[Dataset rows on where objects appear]
□ □ □ □ □ □ □

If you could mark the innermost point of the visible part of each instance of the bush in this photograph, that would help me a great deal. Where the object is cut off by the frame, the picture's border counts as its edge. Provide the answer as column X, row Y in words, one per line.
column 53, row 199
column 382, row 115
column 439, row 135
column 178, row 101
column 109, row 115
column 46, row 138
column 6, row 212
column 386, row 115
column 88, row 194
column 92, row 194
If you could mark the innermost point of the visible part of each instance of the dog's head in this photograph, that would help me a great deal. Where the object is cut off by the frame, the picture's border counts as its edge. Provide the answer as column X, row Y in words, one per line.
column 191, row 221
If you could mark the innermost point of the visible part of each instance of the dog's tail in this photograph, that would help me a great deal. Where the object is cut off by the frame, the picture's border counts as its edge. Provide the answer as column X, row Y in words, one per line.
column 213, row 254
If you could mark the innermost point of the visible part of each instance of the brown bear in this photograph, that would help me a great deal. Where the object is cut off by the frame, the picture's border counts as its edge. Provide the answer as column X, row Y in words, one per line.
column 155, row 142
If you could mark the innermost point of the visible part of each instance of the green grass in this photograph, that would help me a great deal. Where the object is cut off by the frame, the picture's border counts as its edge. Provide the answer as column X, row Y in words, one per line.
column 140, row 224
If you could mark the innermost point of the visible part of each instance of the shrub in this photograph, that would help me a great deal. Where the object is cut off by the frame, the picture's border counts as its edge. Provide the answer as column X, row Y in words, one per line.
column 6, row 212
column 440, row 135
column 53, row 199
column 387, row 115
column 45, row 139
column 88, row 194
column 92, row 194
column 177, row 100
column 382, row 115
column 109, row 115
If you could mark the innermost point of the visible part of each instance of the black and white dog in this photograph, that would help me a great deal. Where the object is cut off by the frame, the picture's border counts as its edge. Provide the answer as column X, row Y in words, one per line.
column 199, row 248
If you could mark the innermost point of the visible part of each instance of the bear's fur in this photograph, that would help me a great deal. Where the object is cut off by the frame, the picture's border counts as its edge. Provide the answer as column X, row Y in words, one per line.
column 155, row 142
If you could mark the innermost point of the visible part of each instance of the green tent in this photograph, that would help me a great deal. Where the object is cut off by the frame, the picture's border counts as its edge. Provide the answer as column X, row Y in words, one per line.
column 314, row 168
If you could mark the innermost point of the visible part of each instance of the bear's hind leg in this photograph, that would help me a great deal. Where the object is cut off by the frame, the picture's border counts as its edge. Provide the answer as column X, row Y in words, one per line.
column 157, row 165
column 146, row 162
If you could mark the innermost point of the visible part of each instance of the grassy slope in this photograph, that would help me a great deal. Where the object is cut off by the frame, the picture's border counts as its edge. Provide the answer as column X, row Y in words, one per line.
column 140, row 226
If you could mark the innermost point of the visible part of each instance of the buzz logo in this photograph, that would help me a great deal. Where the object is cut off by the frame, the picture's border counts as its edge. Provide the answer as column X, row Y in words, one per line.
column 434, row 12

□ □ □ □ □ □ □

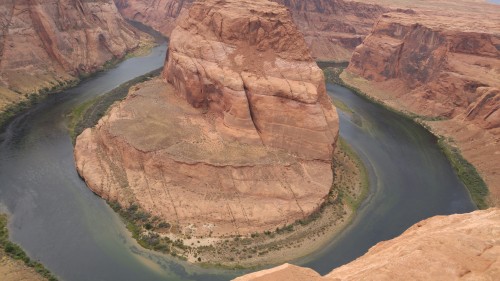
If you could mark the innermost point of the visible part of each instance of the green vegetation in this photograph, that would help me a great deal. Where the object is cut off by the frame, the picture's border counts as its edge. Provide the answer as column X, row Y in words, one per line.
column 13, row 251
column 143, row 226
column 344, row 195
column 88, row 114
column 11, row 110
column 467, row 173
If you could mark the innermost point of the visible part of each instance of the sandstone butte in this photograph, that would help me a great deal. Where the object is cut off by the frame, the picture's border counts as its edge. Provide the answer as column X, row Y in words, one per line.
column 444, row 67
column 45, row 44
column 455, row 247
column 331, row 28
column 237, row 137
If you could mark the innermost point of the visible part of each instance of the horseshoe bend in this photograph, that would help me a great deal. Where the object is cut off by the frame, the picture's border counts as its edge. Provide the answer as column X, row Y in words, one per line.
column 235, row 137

□ □ □ □ □ □ □

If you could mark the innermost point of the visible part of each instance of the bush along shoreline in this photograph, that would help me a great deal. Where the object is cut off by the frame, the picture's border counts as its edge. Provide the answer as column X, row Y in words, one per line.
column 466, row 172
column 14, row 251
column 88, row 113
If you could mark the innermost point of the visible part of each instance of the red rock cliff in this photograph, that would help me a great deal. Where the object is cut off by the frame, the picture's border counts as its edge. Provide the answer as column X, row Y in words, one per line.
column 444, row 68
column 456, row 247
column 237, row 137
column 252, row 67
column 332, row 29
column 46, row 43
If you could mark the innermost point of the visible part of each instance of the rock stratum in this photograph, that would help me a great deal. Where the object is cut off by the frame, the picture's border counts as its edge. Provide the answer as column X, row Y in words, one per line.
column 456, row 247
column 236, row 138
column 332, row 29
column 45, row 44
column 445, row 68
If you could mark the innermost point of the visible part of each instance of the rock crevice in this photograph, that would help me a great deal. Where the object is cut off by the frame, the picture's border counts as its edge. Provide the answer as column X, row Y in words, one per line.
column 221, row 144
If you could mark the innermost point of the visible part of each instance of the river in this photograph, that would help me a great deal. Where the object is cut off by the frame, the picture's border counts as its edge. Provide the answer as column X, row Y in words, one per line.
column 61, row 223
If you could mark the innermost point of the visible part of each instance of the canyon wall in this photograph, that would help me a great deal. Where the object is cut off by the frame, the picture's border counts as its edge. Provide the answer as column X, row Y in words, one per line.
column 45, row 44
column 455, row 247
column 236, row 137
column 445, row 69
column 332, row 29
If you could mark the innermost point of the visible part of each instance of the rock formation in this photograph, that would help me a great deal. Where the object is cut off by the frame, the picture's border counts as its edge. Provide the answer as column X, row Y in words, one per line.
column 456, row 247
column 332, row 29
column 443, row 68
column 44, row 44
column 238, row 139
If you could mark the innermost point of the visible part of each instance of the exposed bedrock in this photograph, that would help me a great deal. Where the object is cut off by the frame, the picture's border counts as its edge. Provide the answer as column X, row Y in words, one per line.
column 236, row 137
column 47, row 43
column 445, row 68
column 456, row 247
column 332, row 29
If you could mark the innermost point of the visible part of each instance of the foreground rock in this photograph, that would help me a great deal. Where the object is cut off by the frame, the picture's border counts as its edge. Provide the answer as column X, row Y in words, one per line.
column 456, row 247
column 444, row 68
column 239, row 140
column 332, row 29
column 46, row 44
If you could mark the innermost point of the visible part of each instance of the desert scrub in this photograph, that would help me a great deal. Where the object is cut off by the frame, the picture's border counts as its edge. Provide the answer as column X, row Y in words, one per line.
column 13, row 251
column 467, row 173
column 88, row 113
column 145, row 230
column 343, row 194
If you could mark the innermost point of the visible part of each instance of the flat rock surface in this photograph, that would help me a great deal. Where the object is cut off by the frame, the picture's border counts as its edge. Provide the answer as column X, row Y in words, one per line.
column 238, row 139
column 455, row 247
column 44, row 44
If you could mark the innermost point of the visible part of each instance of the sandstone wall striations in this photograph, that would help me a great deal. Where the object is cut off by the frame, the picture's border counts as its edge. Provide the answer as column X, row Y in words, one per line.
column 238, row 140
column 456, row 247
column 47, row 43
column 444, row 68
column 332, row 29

□ □ □ □ □ □ □

▸ PROBLEM REQUIREMENTS
Return, unchanged, the items from the line with "the rock formation" up to and including the line with "column 46, row 44".

▸ TASK OUTPUT
If you could mark the innermost point of the visible part of each instance of the rock formation in this photograph, that would help me a great deal. Where the object is cut off by the frame, the picture's border counts as its edge. Provide the answer as column X, row Y in words, one per line.
column 456, row 247
column 332, row 29
column 443, row 68
column 44, row 44
column 238, row 139
If you could mark the innermost point of the visible part of each instance of the exposed bedrock in this photograph, that would help me a great deal. Where the object is cut off by the frame, the picture's border counts as its edge. Provide the answer as column X, row Y in words, one per line.
column 236, row 137
column 47, row 43
column 445, row 68
column 456, row 247
column 332, row 29
If you could mark the innermost point of the visible part of each instance of the foreground rock in this photograph, that would help me a great deal. Where the object is cut off by the frame, the picture's border counts as its edge. Provide the answer as column X, row Y in words, one per line.
column 456, row 247
column 444, row 68
column 239, row 140
column 332, row 29
column 46, row 44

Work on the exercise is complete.